- [Dataset content]
********************

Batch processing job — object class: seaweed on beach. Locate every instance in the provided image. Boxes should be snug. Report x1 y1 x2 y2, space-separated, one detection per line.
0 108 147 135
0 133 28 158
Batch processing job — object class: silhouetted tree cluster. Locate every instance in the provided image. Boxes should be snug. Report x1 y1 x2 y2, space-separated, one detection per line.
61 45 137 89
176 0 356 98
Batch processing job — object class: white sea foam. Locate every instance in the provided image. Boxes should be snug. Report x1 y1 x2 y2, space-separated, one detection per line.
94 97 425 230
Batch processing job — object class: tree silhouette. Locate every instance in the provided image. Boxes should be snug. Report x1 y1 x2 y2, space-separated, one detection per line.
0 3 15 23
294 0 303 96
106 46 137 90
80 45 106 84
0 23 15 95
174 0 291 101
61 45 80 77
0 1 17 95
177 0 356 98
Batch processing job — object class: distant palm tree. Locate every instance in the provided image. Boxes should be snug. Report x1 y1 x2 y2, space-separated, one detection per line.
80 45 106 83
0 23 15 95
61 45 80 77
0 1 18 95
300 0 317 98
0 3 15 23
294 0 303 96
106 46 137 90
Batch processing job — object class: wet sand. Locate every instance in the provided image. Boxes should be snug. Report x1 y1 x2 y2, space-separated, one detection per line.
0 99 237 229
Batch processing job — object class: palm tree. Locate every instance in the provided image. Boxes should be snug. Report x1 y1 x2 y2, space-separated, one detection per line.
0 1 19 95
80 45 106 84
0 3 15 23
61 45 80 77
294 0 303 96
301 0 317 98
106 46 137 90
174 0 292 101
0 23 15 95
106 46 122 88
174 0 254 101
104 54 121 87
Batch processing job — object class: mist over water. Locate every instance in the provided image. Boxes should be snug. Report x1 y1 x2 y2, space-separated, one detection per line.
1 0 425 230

********************

- [What to produce] Rewrite all of the data above, changing "Boxes should be snug" to "Keep each box tight around the object" wherever it occurs and leaving everything else as it is.

- [Response to the task]
Batch processing job — object class: seaweed on beach. Locate every instance in the provided image. Keep each box tight around the object. Report x1 y1 x2 y2, space-separated, one detection per line.
0 108 147 135
0 133 28 158
Batch processing job — object class: silhouetted tree cluster. Locate every instance in the provided image. Keep each box tight around the object. Report x1 y1 x2 y2, space-separated, one detection per line.
61 45 137 89
176 0 356 98
Batch processing job — object class: white sea foam. Locate every instance in the provided image. Keep each box tight around the object. Report x1 y1 x2 y2, space-separated, one detection per line.
94 97 425 230
Batch processing job — object class: tree silhouette. Locate every instance in the provided image. Keep each box tight around the object. Report x1 y1 x2 y2, space-separated, one detection per line.
0 3 15 23
294 0 303 96
106 46 137 90
80 45 106 84
0 23 15 95
174 0 291 101
61 45 80 77
0 1 17 95
177 0 356 98
Batch processing job — object class: distant palm tree. Locate every instance in the provided image. Keep each box tight around the object. Report x1 y1 x2 y2, space-separated, one detection per line.
80 45 106 83
0 23 15 95
61 45 80 77
0 1 18 95
300 0 317 98
0 3 15 23
294 0 303 96
106 46 137 90
Batch processing job — object class: wet sand. Locate every instance in the provided image. Keep each box tight around the object. Report x1 y1 x2 y2, space-separated, one detection per line.
0 99 237 229
Batch processing job — object class: palm tree. Locate every instance in the provided image. Keep each box tight around the object. Report x1 y1 x2 y2, space-separated, one detection per line.
0 1 19 95
80 45 106 84
0 3 15 23
61 45 80 77
294 0 303 96
301 0 317 98
106 46 137 90
174 0 292 101
0 23 15 95
106 46 122 88
174 0 254 101
104 54 121 87
Batch processing job — object class: mist over water. Locate every instance in the provided image. Keep each box tight around the object. Report x1 y1 x2 y2, space-separated, one detection per line.
1 0 425 230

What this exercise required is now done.